#### Exercise brief:
Reproduce the records from the line containing "Target: flowering shrub" through the end of the records, swapping "pin" for "marker" and leaving everything else unchanged.

# start of Supplied information

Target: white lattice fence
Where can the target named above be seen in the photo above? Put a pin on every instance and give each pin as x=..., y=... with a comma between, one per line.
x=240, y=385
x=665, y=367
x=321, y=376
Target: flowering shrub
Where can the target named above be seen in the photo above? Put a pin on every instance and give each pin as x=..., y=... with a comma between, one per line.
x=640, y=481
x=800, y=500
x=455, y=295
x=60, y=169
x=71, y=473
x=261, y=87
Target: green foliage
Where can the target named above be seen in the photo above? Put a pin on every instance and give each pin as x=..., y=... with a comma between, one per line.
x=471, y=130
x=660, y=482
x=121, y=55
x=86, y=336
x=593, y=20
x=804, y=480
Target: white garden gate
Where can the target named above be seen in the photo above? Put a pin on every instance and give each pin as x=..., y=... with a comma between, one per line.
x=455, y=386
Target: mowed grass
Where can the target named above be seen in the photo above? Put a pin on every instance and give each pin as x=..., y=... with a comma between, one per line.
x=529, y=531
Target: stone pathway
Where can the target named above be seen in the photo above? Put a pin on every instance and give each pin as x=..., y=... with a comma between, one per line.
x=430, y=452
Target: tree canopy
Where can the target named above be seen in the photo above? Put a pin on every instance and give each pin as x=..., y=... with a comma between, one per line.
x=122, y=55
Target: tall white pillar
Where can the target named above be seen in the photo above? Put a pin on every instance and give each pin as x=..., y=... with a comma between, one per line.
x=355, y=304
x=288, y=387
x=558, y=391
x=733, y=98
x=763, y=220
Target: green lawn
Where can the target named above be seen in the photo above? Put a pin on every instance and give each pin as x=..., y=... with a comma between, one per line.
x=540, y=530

# end of Supplied information

#### Output for this task:
Target: flowering shrub
Where can the target named above be seen in the photo above? Put a marker on every instance and give each marker as x=..., y=... with a comma between, one per line.
x=640, y=481
x=800, y=500
x=455, y=295
x=60, y=169
x=71, y=473
x=261, y=87
Target: green foliage
Where can the target named above be seen in the photo above? Put a marker on every instance and give each marker as x=..., y=... with a comma between, one per line.
x=471, y=130
x=660, y=482
x=121, y=55
x=86, y=336
x=593, y=20
x=804, y=480
Target: white garden gate
Where can the target named above be seen in the photo above? Put a marker on every instance and give each marker as x=..., y=... with a comma between, one per line.
x=455, y=386
Target: mowed grass
Where can the target named above be seen in the photo above? Put a marker on every instance and give each marker as x=..., y=... with a comma between, one per line.
x=529, y=531
Target: stone pathway
Where can the target named above be seen in the photo above? Put a marker on every instance and give each marker as x=..., y=... with a comma between, one per line.
x=430, y=452
Target: tree canopy
Where can the target named above be seen in the photo above? Put a marker on every instance and give each marker as x=..., y=... with a comma between, one per line.
x=122, y=55
Target: tall white pillar
Where can the target named above be seen in the photo above? Put a marker on every instance and give each marker as x=..., y=... with a comma between, one per line.
x=355, y=304
x=288, y=387
x=558, y=391
x=733, y=98
x=763, y=220
Target: green lawn
Where can the target named above be seen in the photo above? Put a marker on every instance and give each marker as x=..., y=... with a comma between, one per line.
x=540, y=530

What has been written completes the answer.